Copy the lines of the listing below word for word, from the line containing "Where can the blurred" through the line containing "Where can the white petal", with both of those lines included.

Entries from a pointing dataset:
-- Begin --
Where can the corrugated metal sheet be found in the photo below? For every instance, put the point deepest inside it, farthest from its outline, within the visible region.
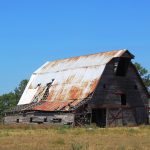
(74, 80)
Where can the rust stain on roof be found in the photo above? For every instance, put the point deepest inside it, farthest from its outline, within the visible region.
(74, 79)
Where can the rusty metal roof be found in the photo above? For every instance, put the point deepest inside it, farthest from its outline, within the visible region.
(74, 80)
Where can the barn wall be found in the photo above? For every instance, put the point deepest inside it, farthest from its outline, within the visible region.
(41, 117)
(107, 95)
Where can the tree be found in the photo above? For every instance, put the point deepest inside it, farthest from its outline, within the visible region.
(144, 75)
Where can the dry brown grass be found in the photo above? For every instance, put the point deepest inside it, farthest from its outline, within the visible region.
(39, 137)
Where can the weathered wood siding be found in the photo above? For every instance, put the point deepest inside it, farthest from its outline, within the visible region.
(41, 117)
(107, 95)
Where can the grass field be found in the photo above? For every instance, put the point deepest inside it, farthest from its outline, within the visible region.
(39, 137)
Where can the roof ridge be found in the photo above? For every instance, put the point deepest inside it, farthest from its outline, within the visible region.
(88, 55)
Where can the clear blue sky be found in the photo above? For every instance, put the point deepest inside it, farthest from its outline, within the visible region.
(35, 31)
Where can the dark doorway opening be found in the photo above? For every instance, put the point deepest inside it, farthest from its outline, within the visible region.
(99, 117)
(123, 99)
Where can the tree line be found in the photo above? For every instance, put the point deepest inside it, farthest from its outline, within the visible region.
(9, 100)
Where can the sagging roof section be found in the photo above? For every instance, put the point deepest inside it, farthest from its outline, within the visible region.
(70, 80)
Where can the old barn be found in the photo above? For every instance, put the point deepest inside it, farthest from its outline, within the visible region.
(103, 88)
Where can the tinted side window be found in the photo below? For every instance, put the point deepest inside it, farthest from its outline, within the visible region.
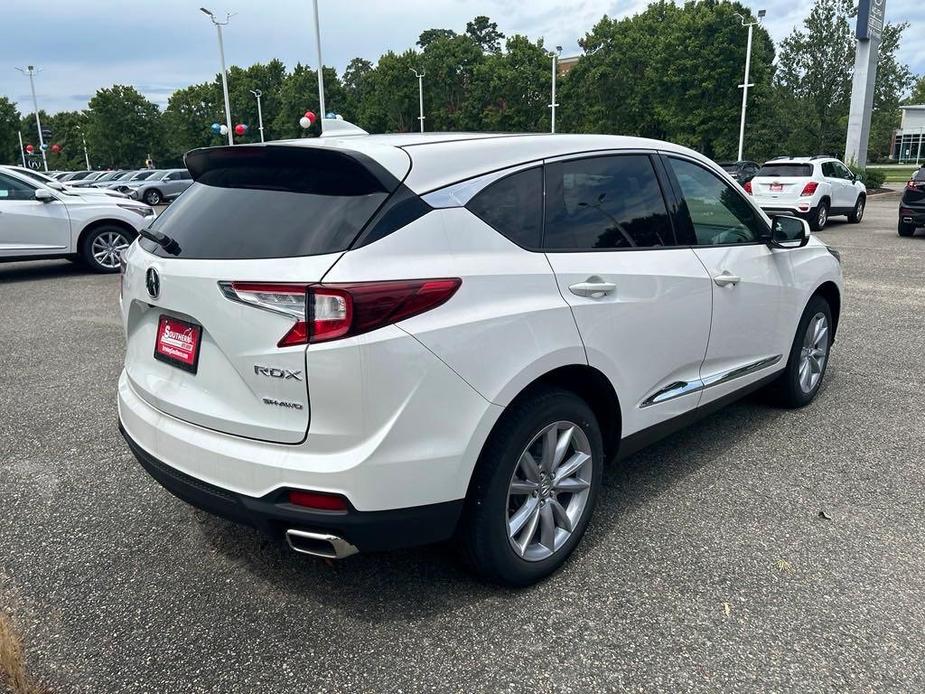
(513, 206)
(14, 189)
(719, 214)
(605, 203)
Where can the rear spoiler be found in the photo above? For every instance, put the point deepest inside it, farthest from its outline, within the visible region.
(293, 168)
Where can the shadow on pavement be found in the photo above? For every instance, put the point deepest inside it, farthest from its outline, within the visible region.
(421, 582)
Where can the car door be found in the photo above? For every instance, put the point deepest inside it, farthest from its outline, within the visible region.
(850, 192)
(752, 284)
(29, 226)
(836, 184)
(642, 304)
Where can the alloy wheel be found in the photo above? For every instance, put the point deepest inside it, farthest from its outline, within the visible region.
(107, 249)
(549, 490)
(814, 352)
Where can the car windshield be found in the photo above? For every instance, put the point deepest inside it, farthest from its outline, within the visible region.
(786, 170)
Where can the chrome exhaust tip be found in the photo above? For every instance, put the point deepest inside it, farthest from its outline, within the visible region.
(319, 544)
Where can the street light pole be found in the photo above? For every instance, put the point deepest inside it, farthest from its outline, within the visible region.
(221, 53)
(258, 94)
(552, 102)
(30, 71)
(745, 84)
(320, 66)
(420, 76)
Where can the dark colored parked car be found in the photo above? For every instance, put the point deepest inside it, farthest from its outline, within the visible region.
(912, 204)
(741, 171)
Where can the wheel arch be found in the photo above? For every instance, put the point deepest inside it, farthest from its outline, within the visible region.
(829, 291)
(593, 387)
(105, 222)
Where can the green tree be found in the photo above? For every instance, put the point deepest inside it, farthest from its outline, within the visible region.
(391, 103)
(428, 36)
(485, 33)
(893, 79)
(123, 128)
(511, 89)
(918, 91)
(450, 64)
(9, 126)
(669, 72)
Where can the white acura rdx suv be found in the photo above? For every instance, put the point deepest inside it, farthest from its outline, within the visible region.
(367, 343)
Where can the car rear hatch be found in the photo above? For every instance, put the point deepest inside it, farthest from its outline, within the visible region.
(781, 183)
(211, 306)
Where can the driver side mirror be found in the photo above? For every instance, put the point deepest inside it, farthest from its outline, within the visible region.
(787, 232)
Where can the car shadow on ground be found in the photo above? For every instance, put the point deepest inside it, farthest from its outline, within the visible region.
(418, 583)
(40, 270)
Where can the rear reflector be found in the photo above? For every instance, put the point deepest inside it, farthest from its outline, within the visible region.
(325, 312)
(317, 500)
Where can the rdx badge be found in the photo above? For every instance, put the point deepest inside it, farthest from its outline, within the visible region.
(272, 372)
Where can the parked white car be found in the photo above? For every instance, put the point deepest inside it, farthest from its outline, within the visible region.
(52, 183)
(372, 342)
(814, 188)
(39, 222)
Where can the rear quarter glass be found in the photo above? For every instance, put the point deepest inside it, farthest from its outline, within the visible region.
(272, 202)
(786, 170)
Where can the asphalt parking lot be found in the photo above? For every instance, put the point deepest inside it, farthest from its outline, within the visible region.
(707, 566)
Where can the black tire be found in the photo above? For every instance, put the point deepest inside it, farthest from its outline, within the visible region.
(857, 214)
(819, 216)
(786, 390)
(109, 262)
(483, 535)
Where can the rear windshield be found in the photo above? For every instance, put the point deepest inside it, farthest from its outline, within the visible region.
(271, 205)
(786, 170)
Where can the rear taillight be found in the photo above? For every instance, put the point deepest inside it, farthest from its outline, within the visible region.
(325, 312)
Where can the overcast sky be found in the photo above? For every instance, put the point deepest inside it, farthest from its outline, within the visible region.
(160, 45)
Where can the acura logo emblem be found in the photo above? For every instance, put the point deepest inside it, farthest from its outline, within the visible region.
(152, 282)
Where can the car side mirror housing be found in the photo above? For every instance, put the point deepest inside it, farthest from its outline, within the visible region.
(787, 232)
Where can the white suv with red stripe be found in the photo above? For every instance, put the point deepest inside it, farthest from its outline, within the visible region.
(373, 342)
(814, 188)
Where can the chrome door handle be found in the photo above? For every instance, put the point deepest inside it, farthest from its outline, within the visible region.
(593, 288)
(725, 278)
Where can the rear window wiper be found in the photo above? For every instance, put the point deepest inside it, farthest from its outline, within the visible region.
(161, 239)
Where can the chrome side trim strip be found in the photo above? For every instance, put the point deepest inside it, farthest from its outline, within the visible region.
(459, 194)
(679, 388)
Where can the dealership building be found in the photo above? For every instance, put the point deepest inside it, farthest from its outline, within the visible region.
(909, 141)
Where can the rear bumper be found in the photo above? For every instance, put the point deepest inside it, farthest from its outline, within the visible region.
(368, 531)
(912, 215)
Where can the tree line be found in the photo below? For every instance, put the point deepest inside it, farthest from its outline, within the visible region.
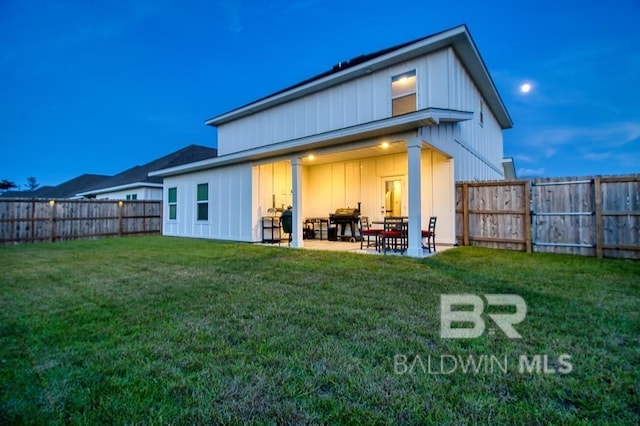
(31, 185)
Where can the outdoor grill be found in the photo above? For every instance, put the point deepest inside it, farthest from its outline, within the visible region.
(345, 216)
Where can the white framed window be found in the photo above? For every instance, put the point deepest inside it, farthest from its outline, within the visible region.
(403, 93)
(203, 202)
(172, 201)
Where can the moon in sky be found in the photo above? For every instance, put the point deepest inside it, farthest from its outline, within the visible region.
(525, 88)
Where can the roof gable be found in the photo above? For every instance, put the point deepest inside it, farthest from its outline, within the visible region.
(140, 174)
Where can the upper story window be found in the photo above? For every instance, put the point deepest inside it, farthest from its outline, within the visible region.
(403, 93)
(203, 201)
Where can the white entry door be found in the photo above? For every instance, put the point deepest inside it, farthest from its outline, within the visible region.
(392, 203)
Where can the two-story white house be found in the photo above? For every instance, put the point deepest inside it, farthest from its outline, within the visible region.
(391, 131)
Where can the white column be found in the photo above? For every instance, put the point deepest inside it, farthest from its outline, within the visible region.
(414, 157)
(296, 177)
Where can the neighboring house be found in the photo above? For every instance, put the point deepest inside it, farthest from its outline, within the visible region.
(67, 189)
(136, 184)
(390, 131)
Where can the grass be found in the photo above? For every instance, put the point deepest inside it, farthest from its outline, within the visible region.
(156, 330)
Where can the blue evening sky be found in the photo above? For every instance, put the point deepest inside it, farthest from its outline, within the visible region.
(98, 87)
-- End --
-- Begin --
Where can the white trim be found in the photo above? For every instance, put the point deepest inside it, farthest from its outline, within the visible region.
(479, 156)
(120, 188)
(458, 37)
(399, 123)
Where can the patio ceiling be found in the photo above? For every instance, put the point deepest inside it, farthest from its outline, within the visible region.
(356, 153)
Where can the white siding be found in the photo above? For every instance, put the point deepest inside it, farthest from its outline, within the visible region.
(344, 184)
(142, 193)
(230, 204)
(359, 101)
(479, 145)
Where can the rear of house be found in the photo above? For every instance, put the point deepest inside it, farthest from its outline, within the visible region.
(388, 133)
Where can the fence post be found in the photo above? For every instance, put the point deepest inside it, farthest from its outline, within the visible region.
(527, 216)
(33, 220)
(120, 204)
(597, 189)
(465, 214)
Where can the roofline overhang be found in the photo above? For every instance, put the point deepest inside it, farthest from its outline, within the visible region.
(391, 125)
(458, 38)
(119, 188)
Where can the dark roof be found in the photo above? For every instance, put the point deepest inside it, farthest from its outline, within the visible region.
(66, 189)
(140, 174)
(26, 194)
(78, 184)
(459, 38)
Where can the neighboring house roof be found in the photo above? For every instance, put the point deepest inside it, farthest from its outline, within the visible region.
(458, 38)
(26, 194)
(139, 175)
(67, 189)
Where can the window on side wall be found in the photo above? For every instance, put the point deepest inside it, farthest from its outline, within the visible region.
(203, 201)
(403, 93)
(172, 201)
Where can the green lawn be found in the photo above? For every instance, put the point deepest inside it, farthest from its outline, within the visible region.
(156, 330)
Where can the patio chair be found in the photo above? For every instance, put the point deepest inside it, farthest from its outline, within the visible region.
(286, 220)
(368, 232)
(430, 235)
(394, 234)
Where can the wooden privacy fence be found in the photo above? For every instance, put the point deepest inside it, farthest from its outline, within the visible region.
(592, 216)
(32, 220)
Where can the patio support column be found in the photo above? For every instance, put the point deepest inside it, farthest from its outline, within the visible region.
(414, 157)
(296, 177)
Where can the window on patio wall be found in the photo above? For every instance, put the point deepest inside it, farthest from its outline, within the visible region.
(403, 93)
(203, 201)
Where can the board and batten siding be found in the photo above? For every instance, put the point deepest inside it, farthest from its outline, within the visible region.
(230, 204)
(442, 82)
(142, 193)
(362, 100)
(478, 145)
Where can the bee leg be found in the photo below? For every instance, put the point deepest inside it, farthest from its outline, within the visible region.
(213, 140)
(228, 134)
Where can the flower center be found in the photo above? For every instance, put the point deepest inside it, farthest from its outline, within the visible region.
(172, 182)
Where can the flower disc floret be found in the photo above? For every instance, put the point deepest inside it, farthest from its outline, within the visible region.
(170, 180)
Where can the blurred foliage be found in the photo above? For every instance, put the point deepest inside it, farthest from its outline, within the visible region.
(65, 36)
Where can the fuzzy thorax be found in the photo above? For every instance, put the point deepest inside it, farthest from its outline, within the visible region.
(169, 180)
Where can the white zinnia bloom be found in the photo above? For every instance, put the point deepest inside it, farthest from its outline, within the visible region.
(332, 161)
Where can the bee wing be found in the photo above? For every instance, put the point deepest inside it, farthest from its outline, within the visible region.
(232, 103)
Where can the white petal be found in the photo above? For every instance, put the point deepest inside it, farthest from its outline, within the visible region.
-- End --
ANSWER TO THIS TASK:
Where can the blurred foliage be found in the photo above? For every instance, put the point deepest inside it, farthest from its outline, within the visible region.
(65, 36)
Where can the fuzzy thorax be found in the photo above? For every instance, put the point deepest inside it, farthest from its outline, within the visible region.
(169, 180)
Where can the white zinnia bloom be found in the photo above? For every instance, put the point deepest inside it, farthest from its outline, within the visible region.
(332, 161)
Where can the bee wing be found in the photo above? For every instance, put the point deepest inside it, farthest from its outline, within the visible region.
(232, 103)
Where can the white petal be found in the photo above? For every instance, put the point deepest inside it, farthest from its outline, within the visible region.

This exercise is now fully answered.